What the task requires
Only the lines from the one with "Where can the watch" onward are wanted, through the last line of the entries, set down exactly.

Records to use
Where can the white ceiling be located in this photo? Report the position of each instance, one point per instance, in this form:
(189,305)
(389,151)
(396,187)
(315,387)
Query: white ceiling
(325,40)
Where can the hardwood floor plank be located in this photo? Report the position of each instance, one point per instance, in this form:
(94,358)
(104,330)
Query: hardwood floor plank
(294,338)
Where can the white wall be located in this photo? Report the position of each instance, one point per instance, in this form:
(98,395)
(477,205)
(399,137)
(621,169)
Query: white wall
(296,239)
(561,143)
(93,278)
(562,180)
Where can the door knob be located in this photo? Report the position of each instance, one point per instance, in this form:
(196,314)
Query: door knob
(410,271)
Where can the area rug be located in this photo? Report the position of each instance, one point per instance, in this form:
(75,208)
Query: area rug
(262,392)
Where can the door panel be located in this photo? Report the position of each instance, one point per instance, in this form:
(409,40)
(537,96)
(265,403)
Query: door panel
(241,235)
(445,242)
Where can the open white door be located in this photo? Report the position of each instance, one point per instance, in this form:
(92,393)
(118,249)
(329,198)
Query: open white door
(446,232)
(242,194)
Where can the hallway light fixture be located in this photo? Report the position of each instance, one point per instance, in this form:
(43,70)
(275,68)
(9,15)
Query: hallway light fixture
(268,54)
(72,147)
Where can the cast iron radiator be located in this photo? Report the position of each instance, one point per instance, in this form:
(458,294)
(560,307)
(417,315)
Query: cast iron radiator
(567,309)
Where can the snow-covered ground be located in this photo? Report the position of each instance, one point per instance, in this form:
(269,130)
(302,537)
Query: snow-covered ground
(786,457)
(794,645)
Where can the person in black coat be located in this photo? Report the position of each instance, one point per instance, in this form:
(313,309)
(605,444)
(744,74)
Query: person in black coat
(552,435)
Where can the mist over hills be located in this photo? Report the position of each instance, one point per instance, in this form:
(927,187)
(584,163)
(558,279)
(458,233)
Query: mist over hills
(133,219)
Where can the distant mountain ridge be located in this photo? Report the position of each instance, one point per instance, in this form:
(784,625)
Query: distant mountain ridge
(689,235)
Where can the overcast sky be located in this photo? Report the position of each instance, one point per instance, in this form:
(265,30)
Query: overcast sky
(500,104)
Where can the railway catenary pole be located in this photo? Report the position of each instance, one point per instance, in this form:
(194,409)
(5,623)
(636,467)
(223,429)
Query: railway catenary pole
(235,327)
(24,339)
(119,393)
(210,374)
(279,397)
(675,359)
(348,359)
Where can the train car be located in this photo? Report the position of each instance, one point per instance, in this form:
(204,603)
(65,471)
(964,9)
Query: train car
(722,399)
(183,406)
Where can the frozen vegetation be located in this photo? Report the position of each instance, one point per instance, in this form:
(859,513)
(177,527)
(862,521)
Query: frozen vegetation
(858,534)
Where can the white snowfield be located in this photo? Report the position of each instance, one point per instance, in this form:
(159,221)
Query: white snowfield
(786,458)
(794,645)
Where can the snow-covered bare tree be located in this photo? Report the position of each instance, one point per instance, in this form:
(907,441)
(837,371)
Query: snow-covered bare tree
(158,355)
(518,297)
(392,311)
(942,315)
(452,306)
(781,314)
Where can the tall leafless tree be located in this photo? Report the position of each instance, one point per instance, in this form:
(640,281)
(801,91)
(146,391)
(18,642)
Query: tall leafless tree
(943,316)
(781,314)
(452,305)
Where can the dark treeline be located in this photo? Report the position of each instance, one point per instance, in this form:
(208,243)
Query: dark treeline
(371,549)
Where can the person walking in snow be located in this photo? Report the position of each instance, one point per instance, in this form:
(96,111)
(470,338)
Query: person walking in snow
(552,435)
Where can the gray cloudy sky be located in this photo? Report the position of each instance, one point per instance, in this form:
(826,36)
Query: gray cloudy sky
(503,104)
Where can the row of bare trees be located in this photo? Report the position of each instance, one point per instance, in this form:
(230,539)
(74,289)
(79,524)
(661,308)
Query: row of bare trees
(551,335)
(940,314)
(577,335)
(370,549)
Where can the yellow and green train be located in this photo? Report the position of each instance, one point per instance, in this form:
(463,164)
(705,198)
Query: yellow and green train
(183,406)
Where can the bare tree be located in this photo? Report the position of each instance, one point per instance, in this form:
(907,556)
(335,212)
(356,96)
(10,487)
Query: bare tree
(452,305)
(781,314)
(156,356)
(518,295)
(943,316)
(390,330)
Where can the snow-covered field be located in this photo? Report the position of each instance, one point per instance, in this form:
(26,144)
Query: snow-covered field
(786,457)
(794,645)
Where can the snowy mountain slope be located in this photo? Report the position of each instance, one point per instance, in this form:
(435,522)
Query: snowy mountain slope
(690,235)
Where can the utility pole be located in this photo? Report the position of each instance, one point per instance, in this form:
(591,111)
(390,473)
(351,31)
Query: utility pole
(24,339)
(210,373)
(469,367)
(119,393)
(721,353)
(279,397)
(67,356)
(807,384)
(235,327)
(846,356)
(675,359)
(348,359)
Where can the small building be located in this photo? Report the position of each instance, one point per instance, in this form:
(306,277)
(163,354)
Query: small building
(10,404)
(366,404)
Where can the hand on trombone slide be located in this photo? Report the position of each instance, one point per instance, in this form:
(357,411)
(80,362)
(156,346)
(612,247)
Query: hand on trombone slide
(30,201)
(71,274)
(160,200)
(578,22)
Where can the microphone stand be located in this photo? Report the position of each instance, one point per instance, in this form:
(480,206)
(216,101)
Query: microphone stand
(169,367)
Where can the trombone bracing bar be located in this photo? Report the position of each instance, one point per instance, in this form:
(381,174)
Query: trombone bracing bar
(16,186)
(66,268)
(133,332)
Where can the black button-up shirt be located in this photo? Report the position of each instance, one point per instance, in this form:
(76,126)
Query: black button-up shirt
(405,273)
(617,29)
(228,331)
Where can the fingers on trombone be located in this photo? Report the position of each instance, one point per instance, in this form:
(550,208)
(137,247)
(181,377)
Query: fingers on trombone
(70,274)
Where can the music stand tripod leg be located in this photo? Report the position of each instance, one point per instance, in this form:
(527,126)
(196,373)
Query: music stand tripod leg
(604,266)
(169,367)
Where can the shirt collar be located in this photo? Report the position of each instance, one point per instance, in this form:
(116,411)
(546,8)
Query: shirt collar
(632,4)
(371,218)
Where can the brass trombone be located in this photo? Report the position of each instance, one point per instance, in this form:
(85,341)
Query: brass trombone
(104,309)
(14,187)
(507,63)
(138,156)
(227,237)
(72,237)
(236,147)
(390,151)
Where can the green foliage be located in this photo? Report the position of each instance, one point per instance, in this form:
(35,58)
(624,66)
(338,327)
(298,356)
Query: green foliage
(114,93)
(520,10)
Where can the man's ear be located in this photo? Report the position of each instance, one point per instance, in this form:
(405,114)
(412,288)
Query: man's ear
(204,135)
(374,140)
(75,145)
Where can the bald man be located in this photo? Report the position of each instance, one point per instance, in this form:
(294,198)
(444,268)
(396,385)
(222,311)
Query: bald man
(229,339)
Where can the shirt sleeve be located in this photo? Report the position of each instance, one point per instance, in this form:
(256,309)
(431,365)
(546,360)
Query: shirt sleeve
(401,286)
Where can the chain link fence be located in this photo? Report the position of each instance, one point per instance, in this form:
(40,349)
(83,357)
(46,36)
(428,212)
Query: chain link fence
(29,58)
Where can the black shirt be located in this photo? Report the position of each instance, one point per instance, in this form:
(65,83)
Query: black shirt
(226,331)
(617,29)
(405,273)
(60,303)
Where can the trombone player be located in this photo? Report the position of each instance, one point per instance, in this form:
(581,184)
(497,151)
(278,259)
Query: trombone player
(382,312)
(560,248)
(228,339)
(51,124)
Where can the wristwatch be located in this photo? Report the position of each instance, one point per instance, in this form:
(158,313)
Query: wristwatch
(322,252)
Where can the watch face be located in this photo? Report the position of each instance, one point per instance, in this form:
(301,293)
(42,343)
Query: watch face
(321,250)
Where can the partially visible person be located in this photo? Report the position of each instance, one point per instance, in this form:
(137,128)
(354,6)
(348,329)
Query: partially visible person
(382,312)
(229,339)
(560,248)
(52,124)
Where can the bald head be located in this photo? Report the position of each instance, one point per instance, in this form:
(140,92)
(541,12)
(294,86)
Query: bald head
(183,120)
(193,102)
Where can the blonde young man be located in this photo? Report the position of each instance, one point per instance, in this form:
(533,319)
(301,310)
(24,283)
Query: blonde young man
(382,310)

Worked answer
Where can the watch face be located in this photo? Report the position of each instance, one point per instance, in this form:
(301,293)
(42,343)
Query: watch face
(321,250)
Where can the partially visible person be located in this photo? Report the position of each instance, one point per instance, in this form:
(137,128)
(354,6)
(348,329)
Query: partially visible person
(382,312)
(229,339)
(560,248)
(52,124)
Where can the bald head be located in this photo? Report the position of each instance, one point per instance, in this form:
(140,92)
(541,12)
(294,86)
Query: bald head
(183,120)
(193,102)
Where can the blonde young man be located in this photo? Report the position of each instance, one point per instance, in this form:
(533,319)
(301,310)
(24,283)
Query: blonde young man
(382,310)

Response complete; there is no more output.